▸ **Instructions to follow**
Find the lines of data that contain the string "photographer", then list them.

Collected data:

::::::::

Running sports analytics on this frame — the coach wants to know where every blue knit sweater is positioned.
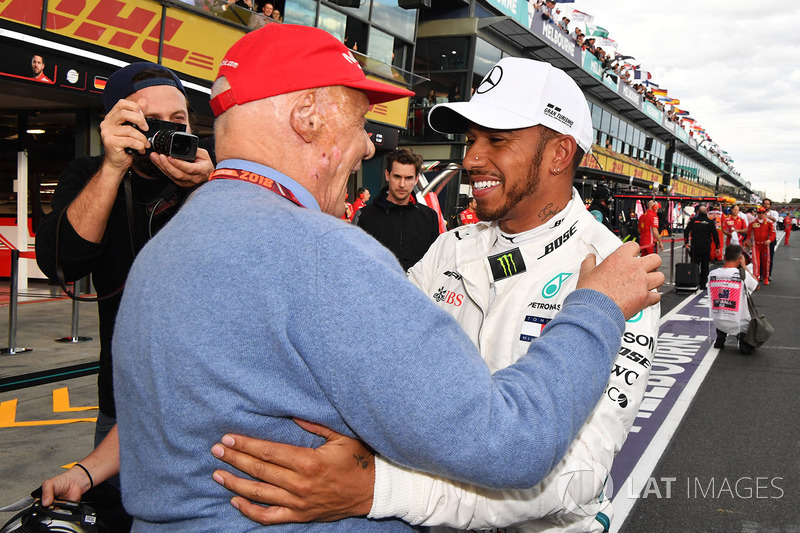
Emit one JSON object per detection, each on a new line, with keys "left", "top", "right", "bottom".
{"left": 113, "top": 161, "right": 625, "bottom": 531}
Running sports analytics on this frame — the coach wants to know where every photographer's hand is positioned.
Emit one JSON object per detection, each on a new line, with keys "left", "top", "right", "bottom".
{"left": 100, "top": 97, "right": 150, "bottom": 173}
{"left": 42, "top": 425, "right": 121, "bottom": 506}
{"left": 151, "top": 147, "right": 214, "bottom": 189}
{"left": 66, "top": 97, "right": 149, "bottom": 243}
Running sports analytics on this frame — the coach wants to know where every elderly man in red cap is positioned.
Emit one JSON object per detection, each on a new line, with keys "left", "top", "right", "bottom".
{"left": 44, "top": 25, "right": 662, "bottom": 532}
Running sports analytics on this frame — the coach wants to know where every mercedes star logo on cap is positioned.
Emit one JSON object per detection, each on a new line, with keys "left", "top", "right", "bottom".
{"left": 477, "top": 66, "right": 503, "bottom": 94}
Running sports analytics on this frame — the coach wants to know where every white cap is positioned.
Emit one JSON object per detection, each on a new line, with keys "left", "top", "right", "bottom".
{"left": 428, "top": 57, "right": 593, "bottom": 153}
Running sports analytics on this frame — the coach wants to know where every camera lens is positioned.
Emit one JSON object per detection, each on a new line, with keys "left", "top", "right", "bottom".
{"left": 149, "top": 130, "right": 172, "bottom": 155}
{"left": 149, "top": 131, "right": 198, "bottom": 161}
{"left": 171, "top": 136, "right": 193, "bottom": 157}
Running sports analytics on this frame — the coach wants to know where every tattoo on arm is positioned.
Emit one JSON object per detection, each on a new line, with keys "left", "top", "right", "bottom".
{"left": 353, "top": 454, "right": 369, "bottom": 469}
{"left": 538, "top": 203, "right": 561, "bottom": 222}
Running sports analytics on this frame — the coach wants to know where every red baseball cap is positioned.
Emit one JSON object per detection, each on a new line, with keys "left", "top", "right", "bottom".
{"left": 210, "top": 24, "right": 413, "bottom": 116}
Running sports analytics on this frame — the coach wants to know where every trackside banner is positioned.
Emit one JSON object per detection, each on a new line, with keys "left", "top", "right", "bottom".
{"left": 0, "top": 0, "right": 244, "bottom": 81}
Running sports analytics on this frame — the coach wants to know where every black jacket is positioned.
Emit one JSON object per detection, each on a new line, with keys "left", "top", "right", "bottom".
{"left": 355, "top": 186, "right": 440, "bottom": 271}
{"left": 35, "top": 156, "right": 189, "bottom": 417}
{"left": 684, "top": 212, "right": 720, "bottom": 254}
{"left": 588, "top": 200, "right": 613, "bottom": 231}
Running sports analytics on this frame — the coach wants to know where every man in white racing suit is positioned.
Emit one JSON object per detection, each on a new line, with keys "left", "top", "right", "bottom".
{"left": 371, "top": 191, "right": 659, "bottom": 533}
{"left": 210, "top": 57, "right": 661, "bottom": 533}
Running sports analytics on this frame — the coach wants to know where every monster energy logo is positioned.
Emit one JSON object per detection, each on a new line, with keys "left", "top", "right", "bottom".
{"left": 488, "top": 248, "right": 526, "bottom": 281}
{"left": 542, "top": 272, "right": 573, "bottom": 299}
{"left": 497, "top": 254, "right": 517, "bottom": 276}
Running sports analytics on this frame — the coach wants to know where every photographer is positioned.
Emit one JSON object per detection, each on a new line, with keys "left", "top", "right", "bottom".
{"left": 34, "top": 62, "right": 213, "bottom": 527}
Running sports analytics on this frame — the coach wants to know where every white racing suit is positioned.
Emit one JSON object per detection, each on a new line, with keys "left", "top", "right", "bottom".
{"left": 368, "top": 189, "right": 660, "bottom": 533}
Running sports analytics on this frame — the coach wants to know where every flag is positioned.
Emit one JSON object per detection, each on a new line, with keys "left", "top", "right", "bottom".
{"left": 594, "top": 37, "right": 618, "bottom": 49}
{"left": 615, "top": 53, "right": 635, "bottom": 61}
{"left": 569, "top": 9, "right": 594, "bottom": 22}
{"left": 642, "top": 80, "right": 659, "bottom": 87}
{"left": 554, "top": 0, "right": 575, "bottom": 3}
{"left": 585, "top": 23, "right": 609, "bottom": 37}
{"left": 673, "top": 108, "right": 690, "bottom": 116}
{"left": 633, "top": 70, "right": 652, "bottom": 80}
{"left": 659, "top": 98, "right": 680, "bottom": 105}
{"left": 651, "top": 88, "right": 668, "bottom": 96}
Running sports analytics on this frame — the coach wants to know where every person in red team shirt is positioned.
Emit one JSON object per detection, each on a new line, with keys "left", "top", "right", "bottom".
{"left": 784, "top": 212, "right": 792, "bottom": 246}
{"left": 638, "top": 200, "right": 661, "bottom": 255}
{"left": 459, "top": 196, "right": 479, "bottom": 225}
{"left": 722, "top": 204, "right": 747, "bottom": 247}
{"left": 349, "top": 187, "right": 370, "bottom": 221}
{"left": 31, "top": 54, "right": 53, "bottom": 82}
{"left": 341, "top": 193, "right": 353, "bottom": 221}
{"left": 746, "top": 207, "right": 776, "bottom": 285}
{"left": 708, "top": 204, "right": 725, "bottom": 261}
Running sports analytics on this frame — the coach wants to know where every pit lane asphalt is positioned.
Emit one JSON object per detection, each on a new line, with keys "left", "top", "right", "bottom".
{"left": 619, "top": 234, "right": 800, "bottom": 532}
{"left": 1, "top": 234, "right": 797, "bottom": 530}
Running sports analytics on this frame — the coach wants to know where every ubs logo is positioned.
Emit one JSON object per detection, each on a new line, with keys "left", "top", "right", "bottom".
{"left": 477, "top": 66, "right": 503, "bottom": 94}
{"left": 433, "top": 287, "right": 463, "bottom": 307}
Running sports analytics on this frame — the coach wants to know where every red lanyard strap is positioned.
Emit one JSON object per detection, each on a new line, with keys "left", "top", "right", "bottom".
{"left": 209, "top": 168, "right": 305, "bottom": 208}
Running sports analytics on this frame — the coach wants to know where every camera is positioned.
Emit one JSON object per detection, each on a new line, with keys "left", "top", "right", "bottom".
{"left": 124, "top": 118, "right": 199, "bottom": 161}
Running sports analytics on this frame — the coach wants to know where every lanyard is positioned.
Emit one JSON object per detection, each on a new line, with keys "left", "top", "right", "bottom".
{"left": 208, "top": 168, "right": 305, "bottom": 208}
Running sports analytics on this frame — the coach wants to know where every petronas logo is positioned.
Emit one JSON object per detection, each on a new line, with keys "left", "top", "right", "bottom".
{"left": 542, "top": 272, "right": 573, "bottom": 299}
{"left": 627, "top": 310, "right": 643, "bottom": 323}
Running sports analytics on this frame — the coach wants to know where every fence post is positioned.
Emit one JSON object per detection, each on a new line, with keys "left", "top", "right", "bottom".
{"left": 1, "top": 250, "right": 33, "bottom": 356}
{"left": 56, "top": 278, "right": 93, "bottom": 343}
{"left": 669, "top": 237, "right": 675, "bottom": 285}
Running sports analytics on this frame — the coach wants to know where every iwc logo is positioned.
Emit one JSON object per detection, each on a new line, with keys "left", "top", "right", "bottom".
{"left": 477, "top": 65, "right": 503, "bottom": 94}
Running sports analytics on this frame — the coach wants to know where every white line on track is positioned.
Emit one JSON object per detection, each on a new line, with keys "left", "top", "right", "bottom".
{"left": 610, "top": 290, "right": 720, "bottom": 533}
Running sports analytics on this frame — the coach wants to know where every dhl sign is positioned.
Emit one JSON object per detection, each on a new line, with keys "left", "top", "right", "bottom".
{"left": 365, "top": 76, "right": 409, "bottom": 130}
{"left": 581, "top": 145, "right": 662, "bottom": 184}
{"left": 1, "top": 1, "right": 412, "bottom": 124}
{"left": 0, "top": 0, "right": 244, "bottom": 81}
{"left": 672, "top": 178, "right": 714, "bottom": 197}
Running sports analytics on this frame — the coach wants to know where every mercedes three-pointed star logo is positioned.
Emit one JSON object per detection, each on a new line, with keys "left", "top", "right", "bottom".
{"left": 477, "top": 65, "right": 503, "bottom": 94}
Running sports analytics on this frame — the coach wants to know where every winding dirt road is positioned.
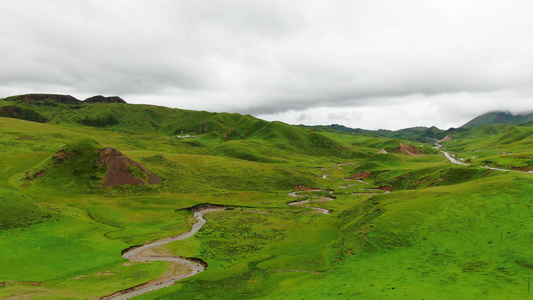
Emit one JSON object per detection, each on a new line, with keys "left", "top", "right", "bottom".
{"left": 101, "top": 207, "right": 225, "bottom": 300}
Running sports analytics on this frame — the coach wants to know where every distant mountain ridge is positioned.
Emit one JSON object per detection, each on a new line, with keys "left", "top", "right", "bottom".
{"left": 4, "top": 93, "right": 127, "bottom": 104}
{"left": 0, "top": 93, "right": 363, "bottom": 159}
{"left": 1, "top": 93, "right": 531, "bottom": 148}
{"left": 300, "top": 110, "right": 533, "bottom": 143}
{"left": 460, "top": 111, "right": 533, "bottom": 128}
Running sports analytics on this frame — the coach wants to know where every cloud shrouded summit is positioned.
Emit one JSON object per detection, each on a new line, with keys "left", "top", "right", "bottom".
{"left": 1, "top": 0, "right": 533, "bottom": 130}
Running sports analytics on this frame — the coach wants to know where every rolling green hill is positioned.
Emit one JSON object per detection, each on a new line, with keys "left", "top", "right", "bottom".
{"left": 303, "top": 110, "right": 533, "bottom": 143}
{"left": 461, "top": 111, "right": 533, "bottom": 128}
{"left": 441, "top": 123, "right": 533, "bottom": 171}
{"left": 0, "top": 94, "right": 532, "bottom": 299}
{"left": 0, "top": 94, "right": 364, "bottom": 159}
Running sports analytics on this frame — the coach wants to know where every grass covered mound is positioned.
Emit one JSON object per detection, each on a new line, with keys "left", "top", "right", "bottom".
{"left": 21, "top": 138, "right": 160, "bottom": 190}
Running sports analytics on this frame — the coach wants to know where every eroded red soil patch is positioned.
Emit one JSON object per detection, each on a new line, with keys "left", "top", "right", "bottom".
{"left": 352, "top": 172, "right": 372, "bottom": 179}
{"left": 100, "top": 148, "right": 160, "bottom": 187}
{"left": 294, "top": 184, "right": 322, "bottom": 192}
{"left": 394, "top": 142, "right": 423, "bottom": 156}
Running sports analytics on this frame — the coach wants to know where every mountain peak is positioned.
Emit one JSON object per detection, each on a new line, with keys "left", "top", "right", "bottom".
{"left": 461, "top": 111, "right": 533, "bottom": 128}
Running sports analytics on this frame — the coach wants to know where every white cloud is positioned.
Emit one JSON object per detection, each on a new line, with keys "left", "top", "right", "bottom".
{"left": 257, "top": 90, "right": 533, "bottom": 130}
{"left": 1, "top": 0, "right": 533, "bottom": 129}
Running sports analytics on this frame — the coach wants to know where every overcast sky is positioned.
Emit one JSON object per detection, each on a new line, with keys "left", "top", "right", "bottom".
{"left": 1, "top": 1, "right": 532, "bottom": 130}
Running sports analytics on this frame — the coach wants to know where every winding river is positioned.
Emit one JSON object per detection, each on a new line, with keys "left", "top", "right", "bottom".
{"left": 102, "top": 162, "right": 390, "bottom": 299}
{"left": 100, "top": 207, "right": 225, "bottom": 300}
{"left": 287, "top": 190, "right": 334, "bottom": 214}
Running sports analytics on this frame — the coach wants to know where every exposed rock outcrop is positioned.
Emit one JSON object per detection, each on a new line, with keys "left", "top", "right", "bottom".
{"left": 84, "top": 95, "right": 127, "bottom": 104}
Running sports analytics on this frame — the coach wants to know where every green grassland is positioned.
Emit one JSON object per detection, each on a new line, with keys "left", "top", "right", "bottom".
{"left": 0, "top": 97, "right": 532, "bottom": 299}
{"left": 442, "top": 123, "right": 533, "bottom": 171}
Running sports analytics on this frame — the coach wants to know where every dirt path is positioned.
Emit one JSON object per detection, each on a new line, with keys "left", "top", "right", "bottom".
{"left": 100, "top": 207, "right": 225, "bottom": 300}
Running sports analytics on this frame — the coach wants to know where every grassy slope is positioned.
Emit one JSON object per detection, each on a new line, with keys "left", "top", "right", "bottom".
{"left": 461, "top": 111, "right": 533, "bottom": 128}
{"left": 0, "top": 98, "right": 362, "bottom": 160}
{"left": 0, "top": 108, "right": 532, "bottom": 300}
{"left": 442, "top": 123, "right": 533, "bottom": 170}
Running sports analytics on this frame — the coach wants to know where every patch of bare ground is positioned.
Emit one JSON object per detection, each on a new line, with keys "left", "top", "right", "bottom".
{"left": 53, "top": 150, "right": 69, "bottom": 160}
{"left": 99, "top": 148, "right": 160, "bottom": 186}
{"left": 394, "top": 142, "right": 423, "bottom": 156}
{"left": 378, "top": 186, "right": 393, "bottom": 192}
{"left": 351, "top": 172, "right": 372, "bottom": 179}
{"left": 512, "top": 166, "right": 533, "bottom": 172}
{"left": 294, "top": 184, "right": 322, "bottom": 192}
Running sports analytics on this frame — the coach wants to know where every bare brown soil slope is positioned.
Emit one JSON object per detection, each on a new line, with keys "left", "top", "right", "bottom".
{"left": 440, "top": 134, "right": 453, "bottom": 142}
{"left": 394, "top": 142, "right": 423, "bottom": 156}
{"left": 100, "top": 148, "right": 160, "bottom": 186}
{"left": 351, "top": 172, "right": 373, "bottom": 179}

::::::::

▸ **Task result**
Running sports analytics on this frame — the coach wants to know where every photographer's hand is positioned.
Running sports analytics on this frame — the coach wants to know where every photographer is positioned.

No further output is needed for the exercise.